--- RECORDS FOR THE TASK Enclosed Below ---

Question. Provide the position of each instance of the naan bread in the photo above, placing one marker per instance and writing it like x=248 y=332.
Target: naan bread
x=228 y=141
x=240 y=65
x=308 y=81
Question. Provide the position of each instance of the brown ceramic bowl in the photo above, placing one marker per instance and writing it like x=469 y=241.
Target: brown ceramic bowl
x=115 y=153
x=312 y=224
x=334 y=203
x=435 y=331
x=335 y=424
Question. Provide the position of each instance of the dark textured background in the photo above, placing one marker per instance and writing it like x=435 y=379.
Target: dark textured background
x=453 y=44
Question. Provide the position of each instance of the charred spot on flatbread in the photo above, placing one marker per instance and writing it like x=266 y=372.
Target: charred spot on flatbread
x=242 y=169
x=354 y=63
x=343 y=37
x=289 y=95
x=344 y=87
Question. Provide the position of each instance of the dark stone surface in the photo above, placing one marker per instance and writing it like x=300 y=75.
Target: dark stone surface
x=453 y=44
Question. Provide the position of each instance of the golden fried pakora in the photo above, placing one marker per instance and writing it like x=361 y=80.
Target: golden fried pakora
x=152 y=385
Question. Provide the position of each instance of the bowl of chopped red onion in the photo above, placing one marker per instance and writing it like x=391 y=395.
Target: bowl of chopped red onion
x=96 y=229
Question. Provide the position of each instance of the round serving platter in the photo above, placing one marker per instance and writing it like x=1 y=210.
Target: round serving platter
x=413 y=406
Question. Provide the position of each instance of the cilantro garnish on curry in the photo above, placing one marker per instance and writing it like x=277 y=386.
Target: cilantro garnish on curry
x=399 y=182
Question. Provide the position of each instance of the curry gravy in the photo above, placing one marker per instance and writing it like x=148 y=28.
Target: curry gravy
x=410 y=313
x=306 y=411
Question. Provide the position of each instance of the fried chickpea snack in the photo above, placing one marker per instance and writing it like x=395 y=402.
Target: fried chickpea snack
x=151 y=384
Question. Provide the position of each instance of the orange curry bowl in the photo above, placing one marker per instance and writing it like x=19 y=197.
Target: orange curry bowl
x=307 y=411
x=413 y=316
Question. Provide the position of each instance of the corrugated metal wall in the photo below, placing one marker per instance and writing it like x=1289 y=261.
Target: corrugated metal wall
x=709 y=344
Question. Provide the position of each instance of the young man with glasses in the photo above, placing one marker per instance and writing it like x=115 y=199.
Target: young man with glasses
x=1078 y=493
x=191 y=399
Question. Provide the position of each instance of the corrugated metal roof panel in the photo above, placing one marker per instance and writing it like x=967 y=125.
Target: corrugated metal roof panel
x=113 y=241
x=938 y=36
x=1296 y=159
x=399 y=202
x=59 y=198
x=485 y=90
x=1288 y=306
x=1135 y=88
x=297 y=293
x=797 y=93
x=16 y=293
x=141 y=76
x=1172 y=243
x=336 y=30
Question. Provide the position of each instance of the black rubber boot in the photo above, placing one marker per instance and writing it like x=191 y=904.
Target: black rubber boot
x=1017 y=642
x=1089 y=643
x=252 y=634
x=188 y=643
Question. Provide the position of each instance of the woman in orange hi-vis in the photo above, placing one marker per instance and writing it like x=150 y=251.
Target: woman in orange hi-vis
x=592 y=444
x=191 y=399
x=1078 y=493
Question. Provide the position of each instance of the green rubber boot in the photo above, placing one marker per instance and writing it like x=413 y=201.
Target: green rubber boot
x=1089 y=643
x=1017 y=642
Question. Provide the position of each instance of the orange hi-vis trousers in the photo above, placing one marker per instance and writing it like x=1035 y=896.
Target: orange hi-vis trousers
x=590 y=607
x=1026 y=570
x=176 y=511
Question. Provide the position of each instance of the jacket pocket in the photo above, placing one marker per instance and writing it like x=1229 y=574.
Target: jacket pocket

--- End of Enclosed RECORDS FOR THE TASK ---

■ **EXERCISE INSTRUCTIONS**
Everything from the line containing "Question. Provide the position of each instance of the jacket" to the end of the data above should be quoted exactly, please, both ends included, and nothing outside that span.

■ **RESPONSE AREA**
Question. Provide the position of each instance of the jacket pocket in the photo above, placing one marker per instance and writing it like x=1229 y=574.
Target: jacket pocket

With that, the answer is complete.